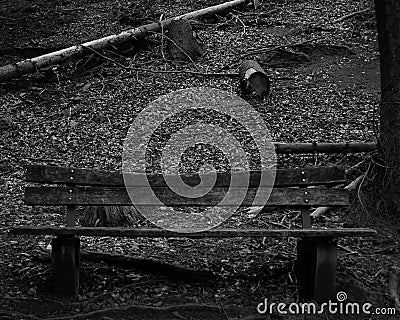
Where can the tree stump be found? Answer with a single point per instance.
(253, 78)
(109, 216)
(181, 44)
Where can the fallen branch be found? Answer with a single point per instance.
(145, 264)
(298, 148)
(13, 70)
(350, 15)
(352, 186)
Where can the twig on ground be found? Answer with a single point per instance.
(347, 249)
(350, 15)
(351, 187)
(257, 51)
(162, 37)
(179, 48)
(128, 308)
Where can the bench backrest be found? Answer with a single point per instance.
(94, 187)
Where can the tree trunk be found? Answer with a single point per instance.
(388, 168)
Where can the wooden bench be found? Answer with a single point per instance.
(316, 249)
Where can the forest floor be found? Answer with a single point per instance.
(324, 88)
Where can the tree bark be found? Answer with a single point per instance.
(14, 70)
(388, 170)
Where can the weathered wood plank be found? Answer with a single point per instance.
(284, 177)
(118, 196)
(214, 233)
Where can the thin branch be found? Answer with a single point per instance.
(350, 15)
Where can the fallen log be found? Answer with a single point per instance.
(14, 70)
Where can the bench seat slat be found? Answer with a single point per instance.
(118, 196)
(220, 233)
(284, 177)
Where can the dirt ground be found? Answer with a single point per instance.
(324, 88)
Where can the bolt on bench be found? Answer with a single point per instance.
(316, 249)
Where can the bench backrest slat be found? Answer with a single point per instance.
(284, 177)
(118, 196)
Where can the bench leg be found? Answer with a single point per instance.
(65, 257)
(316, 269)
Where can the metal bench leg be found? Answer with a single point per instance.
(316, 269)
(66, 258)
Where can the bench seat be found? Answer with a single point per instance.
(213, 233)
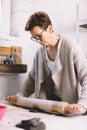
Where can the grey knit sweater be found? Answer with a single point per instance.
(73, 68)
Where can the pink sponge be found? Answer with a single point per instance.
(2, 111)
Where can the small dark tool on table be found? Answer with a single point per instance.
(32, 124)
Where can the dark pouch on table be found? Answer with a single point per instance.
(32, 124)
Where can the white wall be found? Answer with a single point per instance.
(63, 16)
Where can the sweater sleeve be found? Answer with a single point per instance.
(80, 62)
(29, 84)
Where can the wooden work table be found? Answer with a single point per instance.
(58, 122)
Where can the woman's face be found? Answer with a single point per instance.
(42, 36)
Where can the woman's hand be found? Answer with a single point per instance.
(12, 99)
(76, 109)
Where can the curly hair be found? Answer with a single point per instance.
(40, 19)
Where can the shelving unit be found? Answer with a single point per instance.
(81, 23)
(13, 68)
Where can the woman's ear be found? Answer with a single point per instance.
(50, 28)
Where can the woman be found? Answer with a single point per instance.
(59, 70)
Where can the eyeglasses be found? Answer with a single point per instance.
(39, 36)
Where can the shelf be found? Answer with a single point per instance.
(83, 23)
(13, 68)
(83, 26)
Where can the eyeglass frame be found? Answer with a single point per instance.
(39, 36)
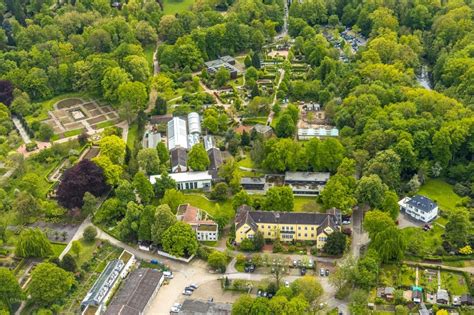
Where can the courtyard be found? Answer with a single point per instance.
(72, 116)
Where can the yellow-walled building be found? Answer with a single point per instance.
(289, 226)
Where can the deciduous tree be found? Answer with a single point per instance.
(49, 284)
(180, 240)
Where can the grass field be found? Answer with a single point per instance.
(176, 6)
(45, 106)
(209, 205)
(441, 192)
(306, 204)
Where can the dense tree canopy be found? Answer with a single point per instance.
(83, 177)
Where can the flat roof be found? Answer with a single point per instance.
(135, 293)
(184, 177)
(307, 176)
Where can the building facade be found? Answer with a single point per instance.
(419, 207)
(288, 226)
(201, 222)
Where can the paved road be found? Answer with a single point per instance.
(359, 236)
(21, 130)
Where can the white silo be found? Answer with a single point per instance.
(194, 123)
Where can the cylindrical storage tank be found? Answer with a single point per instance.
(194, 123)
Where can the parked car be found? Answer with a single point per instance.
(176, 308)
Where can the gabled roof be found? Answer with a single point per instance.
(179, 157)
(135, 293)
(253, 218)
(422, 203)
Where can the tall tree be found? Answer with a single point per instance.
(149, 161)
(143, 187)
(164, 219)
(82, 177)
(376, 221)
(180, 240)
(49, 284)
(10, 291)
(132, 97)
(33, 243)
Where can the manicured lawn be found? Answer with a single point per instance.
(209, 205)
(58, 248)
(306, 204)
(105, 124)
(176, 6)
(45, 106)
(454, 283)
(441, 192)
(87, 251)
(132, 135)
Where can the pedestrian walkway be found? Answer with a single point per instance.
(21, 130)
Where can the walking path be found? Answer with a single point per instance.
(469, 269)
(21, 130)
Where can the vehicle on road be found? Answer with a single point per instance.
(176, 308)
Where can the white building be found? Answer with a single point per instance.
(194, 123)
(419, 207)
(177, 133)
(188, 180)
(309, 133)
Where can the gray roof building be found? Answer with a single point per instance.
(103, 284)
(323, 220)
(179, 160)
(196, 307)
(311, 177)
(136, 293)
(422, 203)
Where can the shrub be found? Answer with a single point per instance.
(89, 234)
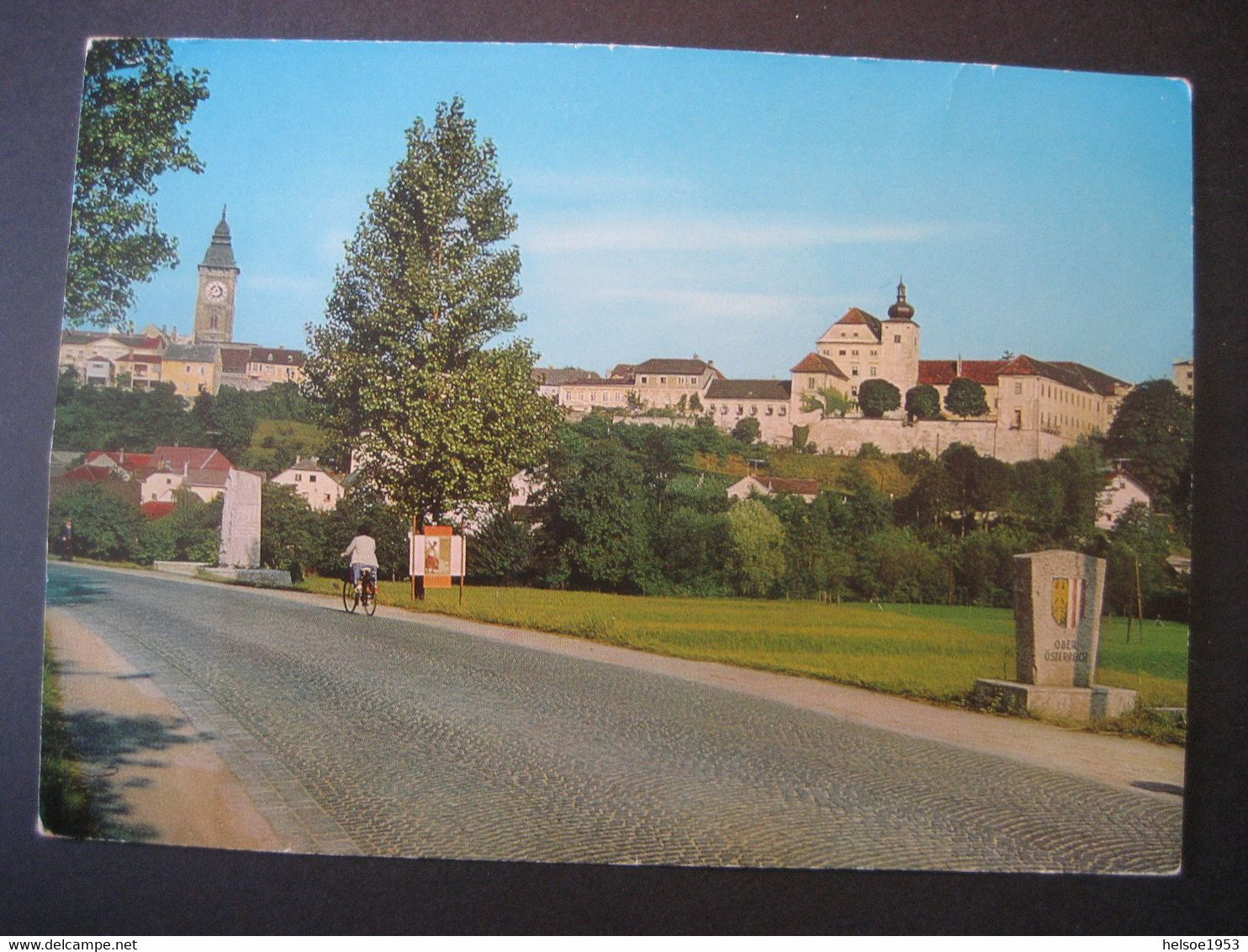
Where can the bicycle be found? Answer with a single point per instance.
________
Set task:
Going from the line with "Where can the building" to the last line of the listing, write out each line exactly and nothing else. Leave out all pictures.

Finished task:
Where can the building facade be found? Answer with a single point per instance.
(419, 207)
(288, 226)
(201, 222)
Where can the paved road be found? Answer with a single point per instance.
(359, 236)
(21, 130)
Where can the white silo be found? Answer with a single point per instance.
(194, 123)
Where can the cylindrical storage tank be found? Answer with a single point per instance.
(194, 123)
Where can the parked car be found? Answer with a single point per instance.
(176, 308)
Where can the gabled roof be found? Answer with a single point per instance.
(179, 157)
(135, 293)
(253, 218)
(422, 203)
Where can the tall tree be found? Answer with a single point per instance.
(149, 161)
(143, 187)
(164, 219)
(82, 177)
(376, 221)
(180, 240)
(49, 284)
(10, 291)
(132, 97)
(33, 243)
Where can the manicured lawn be found? Answer with a single point per instance.
(209, 205)
(58, 248)
(306, 204)
(105, 124)
(176, 6)
(45, 106)
(454, 283)
(441, 192)
(87, 251)
(132, 135)
Where can the pedestrian walkway be found? Answer with a single point per instance.
(21, 130)
Where can the walking path be found? Answer with a single point per instance.
(469, 269)
(21, 130)
Where can the vehicle on road be found? Answer with a single point per instance.
(176, 308)
Where can the white building be found? Answer with a single point per instance.
(194, 123)
(419, 207)
(177, 133)
(188, 180)
(309, 133)
Where can the gray roof building be found? Answer with a single point per instance.
(103, 284)
(323, 220)
(179, 160)
(196, 307)
(311, 177)
(136, 293)
(422, 203)
Where can the shrub be found? Answer with a single point per instance.
(89, 234)
Where can the bicycle be found? Answer with a single point per instance.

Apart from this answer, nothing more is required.